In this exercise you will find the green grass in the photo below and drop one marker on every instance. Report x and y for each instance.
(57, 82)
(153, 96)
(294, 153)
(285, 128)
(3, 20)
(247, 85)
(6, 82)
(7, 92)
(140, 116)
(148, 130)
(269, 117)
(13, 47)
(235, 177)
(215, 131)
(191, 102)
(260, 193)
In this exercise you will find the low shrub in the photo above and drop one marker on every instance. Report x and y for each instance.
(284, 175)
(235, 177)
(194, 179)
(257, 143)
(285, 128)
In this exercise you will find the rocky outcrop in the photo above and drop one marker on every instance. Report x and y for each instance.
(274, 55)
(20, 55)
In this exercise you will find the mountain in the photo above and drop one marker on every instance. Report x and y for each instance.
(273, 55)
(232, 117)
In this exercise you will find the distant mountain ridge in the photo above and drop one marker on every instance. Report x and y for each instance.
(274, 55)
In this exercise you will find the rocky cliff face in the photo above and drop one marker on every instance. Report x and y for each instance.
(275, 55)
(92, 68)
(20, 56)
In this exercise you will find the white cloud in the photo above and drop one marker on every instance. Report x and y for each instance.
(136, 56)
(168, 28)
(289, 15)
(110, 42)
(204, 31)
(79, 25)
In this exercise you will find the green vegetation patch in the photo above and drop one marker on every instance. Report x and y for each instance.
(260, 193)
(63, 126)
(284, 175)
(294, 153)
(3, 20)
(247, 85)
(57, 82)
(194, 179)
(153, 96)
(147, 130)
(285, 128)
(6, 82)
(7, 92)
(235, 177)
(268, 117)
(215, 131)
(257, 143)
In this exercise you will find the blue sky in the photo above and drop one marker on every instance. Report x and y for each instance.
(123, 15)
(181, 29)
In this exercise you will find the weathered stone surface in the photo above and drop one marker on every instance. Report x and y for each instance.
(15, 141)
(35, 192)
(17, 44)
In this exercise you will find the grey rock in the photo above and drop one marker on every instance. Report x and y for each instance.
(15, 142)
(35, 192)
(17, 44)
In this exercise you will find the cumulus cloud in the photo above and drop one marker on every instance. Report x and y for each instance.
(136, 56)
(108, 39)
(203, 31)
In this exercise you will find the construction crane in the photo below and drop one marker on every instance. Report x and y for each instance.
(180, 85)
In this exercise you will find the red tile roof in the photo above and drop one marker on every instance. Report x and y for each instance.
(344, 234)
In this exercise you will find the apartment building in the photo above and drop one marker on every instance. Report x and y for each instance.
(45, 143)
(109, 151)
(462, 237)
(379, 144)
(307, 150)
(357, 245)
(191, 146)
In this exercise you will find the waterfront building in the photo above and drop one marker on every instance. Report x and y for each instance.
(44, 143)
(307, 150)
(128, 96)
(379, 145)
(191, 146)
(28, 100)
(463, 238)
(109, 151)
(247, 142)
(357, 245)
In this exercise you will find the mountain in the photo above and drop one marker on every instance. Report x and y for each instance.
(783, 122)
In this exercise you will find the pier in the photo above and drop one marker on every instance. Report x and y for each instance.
________
### What you should do
Word for word, restate every record in the listing.

### Response
In this exercise you will find the green grass in the photo below and drop one marker on every instance. Report x and y for each instance.
(57, 82)
(153, 96)
(294, 153)
(285, 128)
(3, 20)
(247, 85)
(6, 82)
(7, 92)
(140, 116)
(148, 130)
(269, 117)
(13, 47)
(235, 177)
(215, 131)
(191, 102)
(260, 193)
In this exercise you will find the low shrub in the photo above and drop one marker on every instance. Report x and y for each instance.
(284, 175)
(235, 177)
(194, 179)
(257, 143)
(285, 128)
In this exercise you will find the rocky outcrop in the photo above and drop one marker on every instance. Report x and y for each instance.
(274, 55)
(20, 55)
In this exercise you will find the mountain in the photo above and drop one marker on every instance. Report x and y for each instance.
(273, 55)
(232, 117)
In this exercise you will find the distant mountain ridge in the photo above and drop one marker on every instance. Report x and y for each instance.
(274, 55)
In this exercise you will find the rocky cliff face in the photo above and drop one marker on every instance. Report x and y for each instance.
(275, 55)
(92, 68)
(20, 56)
In this exercise you will find the white cloud in the photo above and drop one marker on every instance. Report x and y for each instance.
(136, 56)
(168, 28)
(289, 15)
(110, 42)
(204, 31)
(79, 25)
In this exercise you will find the green vegetation patch in the photo above and drop one marker on every instance. Report x and y for each instance.
(260, 193)
(63, 126)
(284, 175)
(294, 153)
(3, 20)
(247, 85)
(57, 82)
(194, 179)
(153, 96)
(147, 130)
(285, 128)
(6, 82)
(7, 92)
(235, 177)
(268, 117)
(215, 131)
(257, 143)
In this exercise you will find the blue sky in the photo above and drop one marker on every instance. Report x and y for each instance.
(123, 15)
(181, 29)
In this exercise you will find the weathered stone surface in the photo above and drop one marker on every instance. Report x and y for each instance.
(15, 141)
(35, 192)
(17, 44)
In this exercise you will find the grey rock in the photo above and drop one marker on every instance. Report x and y for each instance.
(15, 142)
(35, 192)
(17, 44)
In this exercise you will find the cumulus cloud in the photo above and drop one marker on every instance. Report x and y for each instance.
(136, 56)
(108, 39)
(203, 31)
In this exercise you will find the construction crane in the photo below and drop one marker on every instance. Report x and y for each instance.
(180, 85)
In this exercise you will find the red tile roof in the photo above and drop one marker on every instance. Report x and y for each instance.
(344, 234)
In this exercise you will find the apartment building in the photo above and drop one marker on every instance. Report x and y for each instance.
(45, 143)
(109, 151)
(462, 237)
(379, 144)
(307, 150)
(357, 245)
(191, 146)
In this exercise you will find the waterfront building in the photo above and drop one marker on every instance. Report x and y for each instance.
(44, 143)
(307, 150)
(128, 96)
(379, 145)
(191, 146)
(28, 100)
(463, 238)
(109, 151)
(247, 142)
(357, 245)
In this exercise you will find the mountain in the photo above and drop one marker on every instance. Report x and y for each instance.
(783, 122)
In this exercise you will find the pier in the photo above and drop one marker on every instance. Report x and y for each instance.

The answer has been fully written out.